→ Extracted data

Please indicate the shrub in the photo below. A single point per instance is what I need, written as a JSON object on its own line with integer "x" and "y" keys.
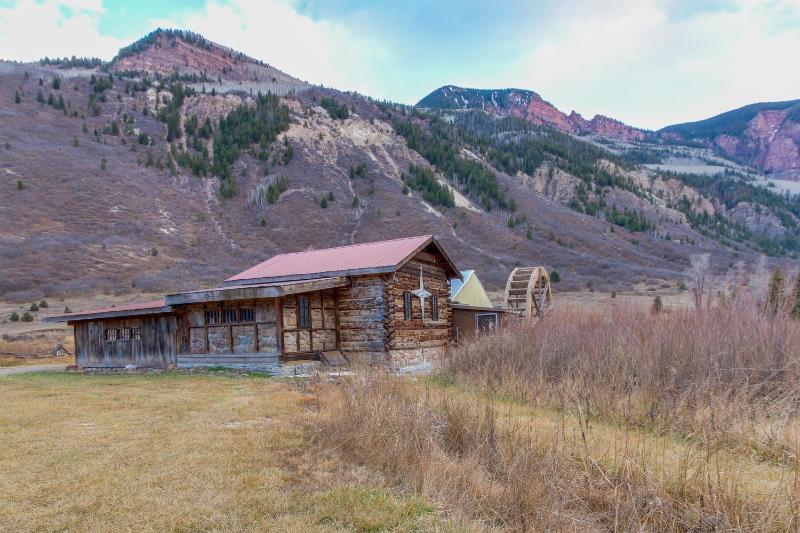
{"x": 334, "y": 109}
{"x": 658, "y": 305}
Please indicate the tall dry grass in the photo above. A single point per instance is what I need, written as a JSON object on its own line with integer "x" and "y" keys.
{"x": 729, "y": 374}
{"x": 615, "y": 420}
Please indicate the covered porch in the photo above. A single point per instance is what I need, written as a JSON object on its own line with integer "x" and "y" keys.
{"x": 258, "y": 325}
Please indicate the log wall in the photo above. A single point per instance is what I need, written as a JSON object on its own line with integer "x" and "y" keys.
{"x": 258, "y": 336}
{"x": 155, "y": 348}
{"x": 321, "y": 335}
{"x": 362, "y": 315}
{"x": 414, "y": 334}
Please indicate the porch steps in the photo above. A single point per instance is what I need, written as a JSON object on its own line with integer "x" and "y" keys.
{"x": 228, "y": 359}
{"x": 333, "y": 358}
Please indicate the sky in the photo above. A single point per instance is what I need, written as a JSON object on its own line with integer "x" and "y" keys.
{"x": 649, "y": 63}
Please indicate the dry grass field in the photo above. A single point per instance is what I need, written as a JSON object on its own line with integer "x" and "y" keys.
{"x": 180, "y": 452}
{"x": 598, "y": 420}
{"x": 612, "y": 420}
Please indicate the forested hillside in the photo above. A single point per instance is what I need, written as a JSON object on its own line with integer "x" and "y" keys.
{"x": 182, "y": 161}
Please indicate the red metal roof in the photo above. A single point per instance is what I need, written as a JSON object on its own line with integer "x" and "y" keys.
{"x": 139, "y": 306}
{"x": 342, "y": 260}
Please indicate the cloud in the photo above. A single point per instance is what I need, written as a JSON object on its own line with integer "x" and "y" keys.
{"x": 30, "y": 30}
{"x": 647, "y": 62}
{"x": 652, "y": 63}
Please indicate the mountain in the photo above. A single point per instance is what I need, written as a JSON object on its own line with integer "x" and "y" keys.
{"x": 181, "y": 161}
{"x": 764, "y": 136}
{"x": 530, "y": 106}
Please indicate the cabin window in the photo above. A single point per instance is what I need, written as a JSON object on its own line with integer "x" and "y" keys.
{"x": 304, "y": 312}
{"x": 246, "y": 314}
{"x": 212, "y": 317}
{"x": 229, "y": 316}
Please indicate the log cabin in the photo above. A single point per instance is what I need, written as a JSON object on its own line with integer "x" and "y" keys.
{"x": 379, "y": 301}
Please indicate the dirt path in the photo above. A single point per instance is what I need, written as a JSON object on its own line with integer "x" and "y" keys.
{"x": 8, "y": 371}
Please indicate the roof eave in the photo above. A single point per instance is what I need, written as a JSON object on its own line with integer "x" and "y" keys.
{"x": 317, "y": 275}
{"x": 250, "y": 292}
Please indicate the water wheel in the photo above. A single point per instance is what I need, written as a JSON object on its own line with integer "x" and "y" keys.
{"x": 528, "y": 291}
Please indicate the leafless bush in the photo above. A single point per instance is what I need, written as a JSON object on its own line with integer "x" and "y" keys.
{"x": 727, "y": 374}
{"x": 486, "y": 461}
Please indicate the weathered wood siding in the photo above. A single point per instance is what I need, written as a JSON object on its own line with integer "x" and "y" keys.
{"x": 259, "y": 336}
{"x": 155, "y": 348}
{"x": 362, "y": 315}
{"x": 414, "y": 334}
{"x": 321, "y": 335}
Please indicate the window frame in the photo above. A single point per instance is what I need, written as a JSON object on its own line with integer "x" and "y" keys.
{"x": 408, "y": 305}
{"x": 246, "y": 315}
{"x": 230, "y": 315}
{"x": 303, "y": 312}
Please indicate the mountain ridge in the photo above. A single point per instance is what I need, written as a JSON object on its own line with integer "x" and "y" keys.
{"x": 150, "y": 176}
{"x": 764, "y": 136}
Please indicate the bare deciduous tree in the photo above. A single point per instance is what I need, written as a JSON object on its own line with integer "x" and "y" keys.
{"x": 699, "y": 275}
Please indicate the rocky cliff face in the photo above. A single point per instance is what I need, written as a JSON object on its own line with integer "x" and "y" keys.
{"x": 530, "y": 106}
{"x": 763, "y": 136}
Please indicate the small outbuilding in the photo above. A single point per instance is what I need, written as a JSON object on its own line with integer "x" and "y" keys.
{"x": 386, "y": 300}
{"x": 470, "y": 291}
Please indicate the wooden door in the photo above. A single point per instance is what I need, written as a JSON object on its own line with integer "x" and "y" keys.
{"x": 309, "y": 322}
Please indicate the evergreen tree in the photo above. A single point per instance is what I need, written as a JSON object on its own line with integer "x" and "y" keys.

→ Exercise prompt
Quote the entries above word for word. Leave the images out.

→ Exercise solution
Please indicate the shrub in the photo below. A single point per instance is what I need, written as a JSON object on its own line with integer "x" and "y" keys.
{"x": 334, "y": 109}
{"x": 658, "y": 305}
Please indicate the tall dry grass in the photo above. A single point per instance is what I need, written as a JSON object on its own line with integer "x" and "y" keys.
{"x": 729, "y": 374}
{"x": 615, "y": 420}
Please indicate the covered porch in the photo above. A single point per instance is what I need, written as a JSON object on its own line with integer "x" and "y" keys.
{"x": 258, "y": 325}
Please indicate the log wall in the photo above. A single point per instance is what I need, written as a JSON object on its own line with integer "x" and "y" keys.
{"x": 258, "y": 336}
{"x": 155, "y": 348}
{"x": 321, "y": 335}
{"x": 362, "y": 315}
{"x": 414, "y": 334}
Please indicate the porch steps in the photo above. A single point per instance is what I need, written as a JSON object on its own line with integer "x" and "y" keys.
{"x": 228, "y": 359}
{"x": 333, "y": 358}
Please indicate the sky in the photo above. A single point per instance is what I need, written as a JSON object on its own line with integer "x" and "y" keys.
{"x": 649, "y": 63}
Please indicate the dry grass field in the photo above. A single point per instance is what I need, written as a JSON object on its own line with integer "x" and "y" keys.
{"x": 180, "y": 452}
{"x": 598, "y": 420}
{"x": 612, "y": 420}
Please indicate the forested hillside in the photo above. A single point per instance is what I need, written as a JSON object on its own line with integer "x" and "y" keys.
{"x": 182, "y": 161}
Please indicate the red metal roof in the photo above. A single point per instance is what I need, written as a JSON object on its own line with integer "x" and "y" keys.
{"x": 139, "y": 306}
{"x": 342, "y": 260}
Please indicate the cloud in the photo above. A single point per instance is what I need, written as a JSON object on its own line with integer "x" and "y" keys.
{"x": 30, "y": 30}
{"x": 647, "y": 62}
{"x": 652, "y": 63}
Please indicate the mountain in the photo above. A single point per instance is what I need, written as a JSON object on its own line with integer "x" and "y" keys.
{"x": 181, "y": 161}
{"x": 764, "y": 136}
{"x": 530, "y": 106}
Please indicate the cabin window in the photo above. A single point per instance is what I need, written as a JSON object on its own line with integer "x" and "y" keys.
{"x": 304, "y": 312}
{"x": 246, "y": 314}
{"x": 212, "y": 317}
{"x": 229, "y": 316}
Please indicate the log cabin in the photo above. A single point per instance is what I need, written as a JSON object on its own line with integer "x" and "y" keys.
{"x": 379, "y": 301}
Please indicate the dirt path in the photo above. A single point per instance is what I need, written as a JSON object on its own line with integer "x" and "y" keys.
{"x": 8, "y": 371}
Please indicate the roof eave in the photo above. A single point per instance is what I need, written as a JSON object on its own line with integer "x" and "y" keys.
{"x": 317, "y": 275}
{"x": 250, "y": 292}
Please indicate the water wheel in the photo above. A single point per instance is what I need, written as a JSON object on its own line with integer "x" and "y" keys.
{"x": 528, "y": 291}
Please indicate the leafless bush in the photo above. A single point per instance is what I need, written as a JSON object on its own line with integer "x" and "y" keys.
{"x": 727, "y": 374}
{"x": 486, "y": 461}
Please indicate the weathered wood siding in the photo above. A single point per instance is what I need, written as a JSON object on its own line with integer "x" and "y" keys.
{"x": 259, "y": 336}
{"x": 155, "y": 348}
{"x": 362, "y": 315}
{"x": 414, "y": 334}
{"x": 321, "y": 335}
Please indicate the window frame in the photo above. A single point per instance is what I need, written as a JSON object on its own line with integer "x" and "y" keys.
{"x": 408, "y": 305}
{"x": 246, "y": 315}
{"x": 230, "y": 315}
{"x": 303, "y": 312}
Please indicate the mountain ridge in the photo above. A single point per instance is what I need, written as a JSON object on its own line with integer "x" and "y" keys.
{"x": 150, "y": 176}
{"x": 764, "y": 136}
Please indicate the bare deciduous tree in the photo above. A single point per instance is what I need, written as a JSON object on its own line with integer "x" and "y" keys.
{"x": 699, "y": 275}
Please indicate the rocky cliff face in the photo above. A single point per instance is what I need, written as a JSON object on its own line with integer "x" and "y" keys.
{"x": 530, "y": 106}
{"x": 763, "y": 136}
Please indicate the small outbuilding in the photo above. A single point per instance is what I need, written as a JSON object on its own line with integer "x" and "y" keys.
{"x": 386, "y": 300}
{"x": 470, "y": 291}
Please indicate the wooden door in the photo above. A single point per instance is what I need, written as a JSON object on its own line with integer "x" and "y" keys.
{"x": 309, "y": 322}
Please indicate the evergreen tree in the photo above. A single point per instance is what I need, written as a JSON object on its own line with integer "x" and "y" keys.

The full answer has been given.